Coordinate labeling data:
==================================================

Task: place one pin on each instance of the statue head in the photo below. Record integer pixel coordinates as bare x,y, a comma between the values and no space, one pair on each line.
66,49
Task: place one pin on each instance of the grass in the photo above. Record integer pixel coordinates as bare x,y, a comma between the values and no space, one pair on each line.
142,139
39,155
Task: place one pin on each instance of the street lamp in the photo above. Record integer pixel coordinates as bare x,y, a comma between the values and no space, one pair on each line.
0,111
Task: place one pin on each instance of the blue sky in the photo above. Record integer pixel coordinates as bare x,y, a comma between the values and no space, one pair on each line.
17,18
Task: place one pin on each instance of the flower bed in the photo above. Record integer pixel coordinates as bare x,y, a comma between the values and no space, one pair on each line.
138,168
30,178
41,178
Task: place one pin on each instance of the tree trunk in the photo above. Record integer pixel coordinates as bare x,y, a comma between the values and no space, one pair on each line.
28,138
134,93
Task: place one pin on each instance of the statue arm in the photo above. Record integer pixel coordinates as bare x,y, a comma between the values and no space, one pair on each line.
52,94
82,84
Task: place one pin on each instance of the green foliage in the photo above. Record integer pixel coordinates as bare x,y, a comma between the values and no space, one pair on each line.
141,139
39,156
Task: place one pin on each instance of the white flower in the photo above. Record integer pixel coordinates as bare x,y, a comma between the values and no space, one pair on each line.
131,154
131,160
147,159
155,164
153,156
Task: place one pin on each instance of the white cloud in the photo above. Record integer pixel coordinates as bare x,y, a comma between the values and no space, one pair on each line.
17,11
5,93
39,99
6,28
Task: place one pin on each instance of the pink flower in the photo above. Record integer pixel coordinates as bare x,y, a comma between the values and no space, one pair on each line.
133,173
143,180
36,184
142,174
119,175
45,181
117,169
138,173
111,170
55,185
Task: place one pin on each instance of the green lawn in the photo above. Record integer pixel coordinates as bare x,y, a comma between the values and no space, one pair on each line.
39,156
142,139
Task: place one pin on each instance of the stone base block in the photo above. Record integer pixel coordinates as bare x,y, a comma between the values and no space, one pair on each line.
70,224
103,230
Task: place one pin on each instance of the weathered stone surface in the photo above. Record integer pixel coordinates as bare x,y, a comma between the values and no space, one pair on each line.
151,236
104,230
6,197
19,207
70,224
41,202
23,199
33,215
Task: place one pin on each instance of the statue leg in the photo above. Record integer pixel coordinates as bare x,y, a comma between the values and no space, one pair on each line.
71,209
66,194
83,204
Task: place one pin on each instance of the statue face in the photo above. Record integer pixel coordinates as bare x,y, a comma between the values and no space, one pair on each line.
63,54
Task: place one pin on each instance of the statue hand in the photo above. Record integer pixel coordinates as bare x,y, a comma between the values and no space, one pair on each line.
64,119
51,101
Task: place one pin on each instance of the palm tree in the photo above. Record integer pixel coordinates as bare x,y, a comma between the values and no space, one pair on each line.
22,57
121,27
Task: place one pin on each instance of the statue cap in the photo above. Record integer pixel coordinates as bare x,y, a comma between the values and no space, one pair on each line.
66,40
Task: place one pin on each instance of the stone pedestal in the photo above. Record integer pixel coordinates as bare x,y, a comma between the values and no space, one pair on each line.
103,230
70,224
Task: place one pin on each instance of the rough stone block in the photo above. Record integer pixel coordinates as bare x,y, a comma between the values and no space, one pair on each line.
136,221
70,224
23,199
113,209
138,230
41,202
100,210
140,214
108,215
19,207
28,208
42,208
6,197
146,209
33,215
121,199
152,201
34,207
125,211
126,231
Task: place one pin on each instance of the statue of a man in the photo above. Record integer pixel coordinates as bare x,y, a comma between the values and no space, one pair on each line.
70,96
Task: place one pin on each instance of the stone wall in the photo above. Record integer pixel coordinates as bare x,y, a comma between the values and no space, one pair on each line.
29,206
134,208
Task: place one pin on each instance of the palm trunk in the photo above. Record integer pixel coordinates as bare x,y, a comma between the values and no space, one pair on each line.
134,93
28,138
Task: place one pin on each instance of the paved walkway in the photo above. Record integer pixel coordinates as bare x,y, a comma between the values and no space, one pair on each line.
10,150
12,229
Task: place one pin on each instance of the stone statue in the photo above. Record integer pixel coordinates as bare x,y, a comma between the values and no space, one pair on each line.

==================================================

> [Exercise objective]: Return, word for word, the part of the listing above that begins with the line containing "Task: place one pin on each instance of the rough" and continues to the end of the listing, including both the first and last lines.

> [Output for this task]:
Task: place one pin on each instance of the rough stone block in the photo above. Record integer pixel coordinates as bare x,y, a comma between the values and no space, one pair on each line.
136,221
70,224
23,199
113,209
138,230
41,202
100,210
140,214
108,215
19,207
28,208
42,208
6,197
146,209
33,215
121,199
152,201
34,207
125,211
126,231
Task: place one pin on each instance of the statue of a man in the photo above. Record integer pixel coordinates as bare x,y, a comma between the values and no space, one pair on each line.
70,96
Task: place one pin on each instance of the stone wall in the photo above. Record integer pixel coordinates as bare x,y, a comma between the values and no space, one pair on each line.
29,206
134,208
Task: place one pin on each instance of the palm trunk in the photo above. Record integer pixel coordinates as bare x,y, a comma between the values and no space, one pair on each line.
134,93
28,138
Task: place one pin on each instance of the paved walkway in the photo above. Record integer pixel coordinates as bare x,y, a comma between the values and no space, one pair on each line.
10,150
12,229
Task: place one pin on each instance of the stone statue in the photo above. Record integer pixel coordinates as bare x,y, a comma between the values and no space, one pair on each line.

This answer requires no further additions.